# Written exercise:
Write out the listing below exactly, and omit any images you find in it.

# Extracted information:

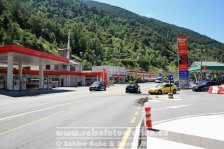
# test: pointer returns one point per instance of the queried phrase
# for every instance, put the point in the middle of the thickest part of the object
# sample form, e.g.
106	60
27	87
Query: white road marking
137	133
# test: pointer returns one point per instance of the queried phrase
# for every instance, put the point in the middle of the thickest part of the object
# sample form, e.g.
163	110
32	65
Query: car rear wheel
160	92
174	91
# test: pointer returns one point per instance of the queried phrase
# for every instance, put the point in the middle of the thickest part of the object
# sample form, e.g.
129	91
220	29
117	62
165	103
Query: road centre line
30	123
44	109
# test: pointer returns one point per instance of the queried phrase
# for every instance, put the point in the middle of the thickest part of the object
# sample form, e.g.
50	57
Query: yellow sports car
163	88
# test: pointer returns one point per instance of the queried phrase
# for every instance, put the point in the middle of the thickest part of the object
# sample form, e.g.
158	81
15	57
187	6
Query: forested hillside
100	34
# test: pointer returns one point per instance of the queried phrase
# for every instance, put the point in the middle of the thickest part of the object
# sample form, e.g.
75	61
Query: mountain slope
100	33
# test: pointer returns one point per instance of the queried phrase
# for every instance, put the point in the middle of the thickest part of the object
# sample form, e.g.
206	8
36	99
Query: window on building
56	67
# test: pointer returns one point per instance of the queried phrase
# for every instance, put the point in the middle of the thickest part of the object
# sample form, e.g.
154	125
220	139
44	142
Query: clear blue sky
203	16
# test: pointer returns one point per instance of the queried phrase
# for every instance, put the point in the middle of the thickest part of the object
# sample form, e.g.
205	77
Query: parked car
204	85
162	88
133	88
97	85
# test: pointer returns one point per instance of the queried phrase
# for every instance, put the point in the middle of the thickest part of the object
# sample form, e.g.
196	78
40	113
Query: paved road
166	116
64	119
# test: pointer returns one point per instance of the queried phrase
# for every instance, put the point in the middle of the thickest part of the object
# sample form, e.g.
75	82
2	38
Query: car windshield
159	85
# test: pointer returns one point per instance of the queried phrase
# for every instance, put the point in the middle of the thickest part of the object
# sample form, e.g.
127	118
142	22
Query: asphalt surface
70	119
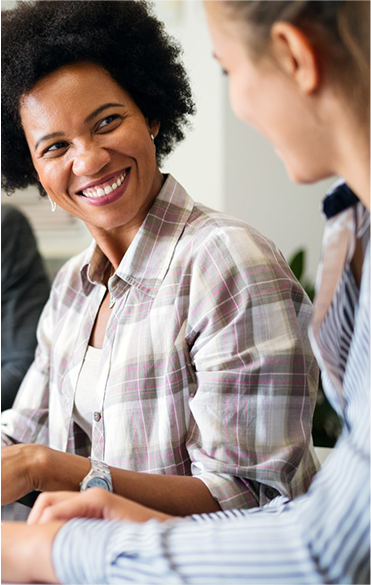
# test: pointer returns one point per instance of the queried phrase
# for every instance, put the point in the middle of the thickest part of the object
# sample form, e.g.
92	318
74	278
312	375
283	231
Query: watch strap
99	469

# Reply:
# test: pointer returns one point per instance of the queried phrase
# for every instance, put the point in the middle of the thickest part of the object
# sample form, e.g.
106	60
27	87
Query: white road marking
137	133
# test: pointer returns one point per instance of the queried phrase
# for every instance, put the point in the middle of the thickest part of the object
# sample form, e.g.
163	110
32	65
Query: car rear wheel
160	92
174	91
# test: pointer returns one point per instance of the queried phrase
# for every instance, put the point in the middle of the thickest part of the object
# sample form, e.g.
129	91
220	29
117	62
165	103
Query: road centre line
30	123
44	109
# test: pointer returns one point per instance of the queried phrase
# for every instance, put the point in the middle of the thickest part of the object
# sample form, e.g.
50	57
Query: yellow sports car
163	88
# test: pointer returns one point per instance of the queried phrase
# for every instance, put the point in the middle of the thickest part of the object
# sample form, e.g.
158	81
15	57
187	6
Query: forested hillside
100	34
# test: pointer returns one point per instance of the queried phrase
# for every instance, put the point in the middle of the thickest part of the object
# sample form, e.g.
75	61
Query: mountain slope
100	33
# test: pointer returns one point per instance of the queried phrase
# for every instance, put the point in the middle of the thickest part of the object
# sample form, e.g.
206	8
36	99
Query: window on building
56	67
# test: pointer returns one point per instance of the queried phrase
# for every instance, put the point in the middle of the thickest part of the object
# sample form, e.g.
154	125
220	139
44	142
Query: clear blue sky
203	16
# test: pointer returns one point per instance of the queried phrase
# for every instance, put the point in the middle of the thickest part of the object
# sample form, e.g.
205	77
Query: parked car
204	85
162	88
133	88
97	85
# test: pointer returns one point per instance of the queried phrase
# for every instance, put the point in the middle of the thickest part of the object
# sample form, e.g.
196	78
40	113
Query: paved road
166	116
64	119
# test: pointer returns one point per instance of the queried phrase
# for every instance, put the point in the middle of the thickest part of the object
# sample form, e.g.
75	82
2	38
Query: car windshield
159	85
# test: pointer returns one point per instance of the queried phrase
# for every instance, put the point in the middle of the thickest part of the object
# sample form, e.g.
127	118
142	22
Query: asphalt surface
70	119
# test: pointer returns one point per instance of the queried phrase
# for every instance, put the point in the middle of the thickest part of the object
# sample form, e.g.
92	318
74	278
312	375
283	231
Query: watch strap
99	469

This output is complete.